» WHAT IS REQUIRED: Output all records exactly.

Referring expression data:
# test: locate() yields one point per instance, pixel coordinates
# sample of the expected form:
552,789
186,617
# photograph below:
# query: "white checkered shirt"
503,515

» RESULT BELOW:
# test: locate() yields one point per instance, pixel coordinates
# sample of the expected form:
552,789
186,617
# photograph below:
# query: "white checkered shirt"
503,515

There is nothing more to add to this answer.